书面指令 1:
请找出下方记录中含有字符串“blue”的每一行,并将这些行逐一照录。

• 摘要: 针对工业钢材表面因缺陷种类多、缺陷尺寸跨度大,导致传统检测算法检测精度低、模型复杂度高、部署困难等问题,提出一种改进YOLOv11n的轻量化钢材表面缺陷检测算法RGCE-YOLO。首先,重构主干网络,结合轻量化网络HGNet (high performance GPU network)与改进重参数化RepLightConv将多分支卷积过程转换为单路结构,保证检测精度的同时压缩模型体积。其次,颈部嵌入轻量化GSConv (group shuffle convolution)替代原有下采样减少冗余信息,融合空间与通道协同注意力机制 (spatial and channel synergistic attention, SCSA)重新设计C3K2结构,提高多尺度目标检测精度。然后,结合倒置瓶颈结构与坐标注意力(coordinate attention,CA)机制设计CMBC_Detect模块引入回归分支中,压缩结构同时增强对微小目标检测能力。最后,通过逐通道蒸馏 (channel-wise knowledge distillation, cwd)使模型聚焦于显著信息,减少特征损失,无损提高精度。实验结果表明,RGCE-YOLO算法相比YOLOv11n基准模型精度提升了3.9%,达到了83.4%,mAP50和mAP50-95分别提升了3.9%和4.6%,参数量下降了34.5%,Flops下降了33.3%,实现了精度与轻量化的双重优化,在NEU-DET与GC10-DET缺陷数据集上也获得了优异的泛化性能,为工业实时检测提供了可靠的技术解决方案。

       

      Abstract:
      Objective Industrial steel surface defect detection is a core step of industrial quality inspection. However, traditional detection algorithms suffer from low accuracy, high model complexity, and difficult deployment due to the various types and large scale variations of steel surface defects. Existing deep learning-based detection algorithms have improved detection accuracy to a certain extent, but most of them feature large model size and high computational complexity, which makes them hard to deploy on resource-constrained industrial edge devices and thus restricts their practical application in real-time industrial detection scenarios. This study aims to propose a lightweight steel surface defect detection algorithm that balances high detection accuracy and low computational complexity, realizes efficient feature extraction for multi-scale steel surface defects, and meets the requirements of real-time detection and edge device deployment in industrial scenarios.

书面指令 2:
根据上文关于钢材表面缺陷检测算法的源文档,RGCE-YOLO算法相比YOLOv11n基准模型,参数量下降了多少?

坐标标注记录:
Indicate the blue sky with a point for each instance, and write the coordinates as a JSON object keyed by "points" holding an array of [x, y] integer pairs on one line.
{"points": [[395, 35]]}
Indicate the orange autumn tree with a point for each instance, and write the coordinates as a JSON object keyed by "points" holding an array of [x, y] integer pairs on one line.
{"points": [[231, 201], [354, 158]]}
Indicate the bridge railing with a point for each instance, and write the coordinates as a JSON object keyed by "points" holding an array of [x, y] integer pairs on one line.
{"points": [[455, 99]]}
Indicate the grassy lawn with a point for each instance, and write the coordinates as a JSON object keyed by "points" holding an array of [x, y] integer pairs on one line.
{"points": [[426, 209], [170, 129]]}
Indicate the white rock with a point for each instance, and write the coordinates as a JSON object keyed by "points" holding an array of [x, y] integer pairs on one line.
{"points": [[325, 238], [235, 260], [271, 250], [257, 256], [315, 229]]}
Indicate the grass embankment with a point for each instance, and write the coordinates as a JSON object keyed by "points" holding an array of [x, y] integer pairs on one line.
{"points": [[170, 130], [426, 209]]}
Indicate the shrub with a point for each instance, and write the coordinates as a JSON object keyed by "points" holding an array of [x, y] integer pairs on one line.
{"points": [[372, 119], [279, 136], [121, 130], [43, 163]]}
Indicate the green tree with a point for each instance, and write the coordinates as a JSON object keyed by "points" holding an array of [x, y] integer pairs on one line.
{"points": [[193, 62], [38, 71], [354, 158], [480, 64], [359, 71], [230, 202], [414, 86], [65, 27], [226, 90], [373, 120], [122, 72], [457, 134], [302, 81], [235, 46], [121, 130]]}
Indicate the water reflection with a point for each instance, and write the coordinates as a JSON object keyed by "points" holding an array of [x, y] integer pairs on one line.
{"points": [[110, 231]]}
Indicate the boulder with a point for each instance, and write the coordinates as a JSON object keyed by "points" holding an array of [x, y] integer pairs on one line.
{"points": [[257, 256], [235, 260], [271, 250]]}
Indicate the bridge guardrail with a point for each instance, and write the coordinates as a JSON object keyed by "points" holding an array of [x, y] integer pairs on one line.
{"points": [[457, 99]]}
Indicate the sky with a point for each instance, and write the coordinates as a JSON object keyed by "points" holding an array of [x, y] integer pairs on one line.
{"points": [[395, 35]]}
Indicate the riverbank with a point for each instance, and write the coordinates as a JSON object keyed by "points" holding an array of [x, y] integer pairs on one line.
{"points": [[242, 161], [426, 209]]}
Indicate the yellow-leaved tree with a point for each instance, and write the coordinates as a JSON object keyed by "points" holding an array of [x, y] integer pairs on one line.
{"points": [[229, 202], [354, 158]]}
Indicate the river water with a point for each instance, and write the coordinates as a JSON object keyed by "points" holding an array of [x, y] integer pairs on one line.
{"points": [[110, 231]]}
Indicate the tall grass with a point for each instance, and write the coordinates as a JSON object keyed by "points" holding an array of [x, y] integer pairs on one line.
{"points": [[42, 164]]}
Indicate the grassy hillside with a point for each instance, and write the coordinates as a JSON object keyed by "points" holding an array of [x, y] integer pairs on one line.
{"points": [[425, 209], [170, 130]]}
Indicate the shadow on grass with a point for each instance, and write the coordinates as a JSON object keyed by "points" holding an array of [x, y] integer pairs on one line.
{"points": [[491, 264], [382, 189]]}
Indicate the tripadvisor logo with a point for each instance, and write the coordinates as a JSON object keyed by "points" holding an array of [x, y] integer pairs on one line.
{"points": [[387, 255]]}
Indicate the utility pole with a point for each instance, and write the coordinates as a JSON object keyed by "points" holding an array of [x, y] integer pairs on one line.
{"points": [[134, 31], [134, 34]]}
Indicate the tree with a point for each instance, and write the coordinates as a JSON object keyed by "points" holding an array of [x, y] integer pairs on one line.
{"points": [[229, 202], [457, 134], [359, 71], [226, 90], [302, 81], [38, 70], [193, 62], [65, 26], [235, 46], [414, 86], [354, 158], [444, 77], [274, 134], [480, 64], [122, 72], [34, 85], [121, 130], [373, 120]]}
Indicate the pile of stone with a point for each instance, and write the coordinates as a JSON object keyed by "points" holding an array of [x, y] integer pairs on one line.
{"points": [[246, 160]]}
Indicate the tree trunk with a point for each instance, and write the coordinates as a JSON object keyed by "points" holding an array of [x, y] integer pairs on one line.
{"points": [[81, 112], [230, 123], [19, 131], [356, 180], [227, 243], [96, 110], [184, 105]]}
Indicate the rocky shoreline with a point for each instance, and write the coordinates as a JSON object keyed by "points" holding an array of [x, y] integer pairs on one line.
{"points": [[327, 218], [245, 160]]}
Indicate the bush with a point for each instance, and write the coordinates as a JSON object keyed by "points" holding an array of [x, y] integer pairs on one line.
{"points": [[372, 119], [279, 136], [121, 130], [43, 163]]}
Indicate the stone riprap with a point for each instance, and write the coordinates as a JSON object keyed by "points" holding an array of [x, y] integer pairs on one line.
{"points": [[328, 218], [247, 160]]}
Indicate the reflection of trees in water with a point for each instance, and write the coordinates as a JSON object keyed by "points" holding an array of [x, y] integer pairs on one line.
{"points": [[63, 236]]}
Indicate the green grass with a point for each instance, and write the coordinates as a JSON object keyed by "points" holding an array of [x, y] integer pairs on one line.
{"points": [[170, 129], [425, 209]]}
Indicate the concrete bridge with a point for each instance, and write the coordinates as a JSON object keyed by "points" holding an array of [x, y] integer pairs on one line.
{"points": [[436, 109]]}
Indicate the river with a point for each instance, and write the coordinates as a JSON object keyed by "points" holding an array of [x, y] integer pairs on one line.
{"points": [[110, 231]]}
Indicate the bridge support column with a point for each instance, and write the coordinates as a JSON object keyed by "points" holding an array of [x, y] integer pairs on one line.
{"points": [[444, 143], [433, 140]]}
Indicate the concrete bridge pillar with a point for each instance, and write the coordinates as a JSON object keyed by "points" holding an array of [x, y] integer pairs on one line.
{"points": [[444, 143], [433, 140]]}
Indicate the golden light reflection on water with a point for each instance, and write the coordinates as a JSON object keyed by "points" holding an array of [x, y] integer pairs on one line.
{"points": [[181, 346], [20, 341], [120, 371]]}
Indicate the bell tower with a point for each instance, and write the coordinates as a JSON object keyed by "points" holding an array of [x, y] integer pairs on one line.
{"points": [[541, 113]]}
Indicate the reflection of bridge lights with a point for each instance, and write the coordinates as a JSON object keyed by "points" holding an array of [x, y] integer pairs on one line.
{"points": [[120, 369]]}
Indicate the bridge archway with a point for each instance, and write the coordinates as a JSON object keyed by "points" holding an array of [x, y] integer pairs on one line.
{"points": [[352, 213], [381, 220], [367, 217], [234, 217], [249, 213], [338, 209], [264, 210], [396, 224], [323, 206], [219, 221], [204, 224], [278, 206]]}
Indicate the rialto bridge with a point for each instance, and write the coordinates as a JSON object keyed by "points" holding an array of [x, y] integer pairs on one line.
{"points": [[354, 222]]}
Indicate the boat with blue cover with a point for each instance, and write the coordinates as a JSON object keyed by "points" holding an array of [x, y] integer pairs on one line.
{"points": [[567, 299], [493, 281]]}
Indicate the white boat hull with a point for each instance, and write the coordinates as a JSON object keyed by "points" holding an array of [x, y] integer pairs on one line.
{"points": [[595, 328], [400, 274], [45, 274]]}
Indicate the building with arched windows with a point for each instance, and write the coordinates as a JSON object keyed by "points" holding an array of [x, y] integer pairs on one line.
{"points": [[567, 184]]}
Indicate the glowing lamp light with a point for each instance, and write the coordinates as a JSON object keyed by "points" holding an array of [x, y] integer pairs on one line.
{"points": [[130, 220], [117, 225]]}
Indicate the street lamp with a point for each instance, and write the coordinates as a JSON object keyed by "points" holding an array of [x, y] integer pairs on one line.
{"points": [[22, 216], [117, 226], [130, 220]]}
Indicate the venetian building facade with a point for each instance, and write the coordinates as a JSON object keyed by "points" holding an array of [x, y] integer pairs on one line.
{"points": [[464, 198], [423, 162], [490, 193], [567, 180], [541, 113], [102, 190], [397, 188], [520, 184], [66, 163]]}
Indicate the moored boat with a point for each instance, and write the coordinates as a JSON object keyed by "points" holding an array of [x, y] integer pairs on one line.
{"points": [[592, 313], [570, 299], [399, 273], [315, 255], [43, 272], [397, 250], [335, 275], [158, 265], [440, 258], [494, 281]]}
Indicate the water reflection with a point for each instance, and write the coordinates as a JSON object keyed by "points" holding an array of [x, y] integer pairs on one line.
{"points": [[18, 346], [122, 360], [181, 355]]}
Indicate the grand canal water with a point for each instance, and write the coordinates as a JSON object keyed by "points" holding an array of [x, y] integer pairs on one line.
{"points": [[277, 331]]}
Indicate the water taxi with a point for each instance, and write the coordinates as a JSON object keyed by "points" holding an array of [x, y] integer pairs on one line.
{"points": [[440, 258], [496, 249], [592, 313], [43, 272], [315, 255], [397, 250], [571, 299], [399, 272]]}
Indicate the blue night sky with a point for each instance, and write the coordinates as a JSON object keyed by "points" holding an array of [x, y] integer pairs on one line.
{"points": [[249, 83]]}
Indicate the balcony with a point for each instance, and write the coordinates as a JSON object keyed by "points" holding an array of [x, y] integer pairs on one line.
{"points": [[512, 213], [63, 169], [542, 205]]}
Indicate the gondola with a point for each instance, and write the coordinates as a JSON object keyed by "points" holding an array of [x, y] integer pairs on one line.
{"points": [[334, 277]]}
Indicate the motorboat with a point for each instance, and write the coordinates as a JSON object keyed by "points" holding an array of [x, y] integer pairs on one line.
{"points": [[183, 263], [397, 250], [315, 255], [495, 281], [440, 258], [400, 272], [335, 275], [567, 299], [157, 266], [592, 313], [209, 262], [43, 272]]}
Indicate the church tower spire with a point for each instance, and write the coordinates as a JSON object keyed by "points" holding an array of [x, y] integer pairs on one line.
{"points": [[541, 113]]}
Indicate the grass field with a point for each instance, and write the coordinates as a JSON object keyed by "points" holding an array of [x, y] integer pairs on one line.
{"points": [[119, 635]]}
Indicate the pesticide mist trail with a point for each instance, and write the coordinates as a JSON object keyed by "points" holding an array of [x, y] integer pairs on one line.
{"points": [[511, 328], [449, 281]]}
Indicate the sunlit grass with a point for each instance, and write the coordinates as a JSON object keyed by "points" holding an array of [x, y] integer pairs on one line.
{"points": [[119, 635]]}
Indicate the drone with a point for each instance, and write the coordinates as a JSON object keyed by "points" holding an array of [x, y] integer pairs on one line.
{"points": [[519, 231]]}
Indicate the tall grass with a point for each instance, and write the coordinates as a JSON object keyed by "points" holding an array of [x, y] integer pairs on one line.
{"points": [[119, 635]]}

详细解答 1:
Indicate the blue sky with a point for each instance, and write the coordinates as a JSON object keyed by "points" holding an array of [x, y] integer pairs on one line.
Indicate the boat with blue cover with a point for each instance, and write the coordinates as a JSON object keyed by "points" holding an array of [x, y] integer pairs on one line.
Indicate the blue night sky with a point for each instance, and write the coordinates as a JSON object keyed by "points" holding an array of [x, y] integer pairs on one line.

详细解答 2:
参数量下降了34.5%。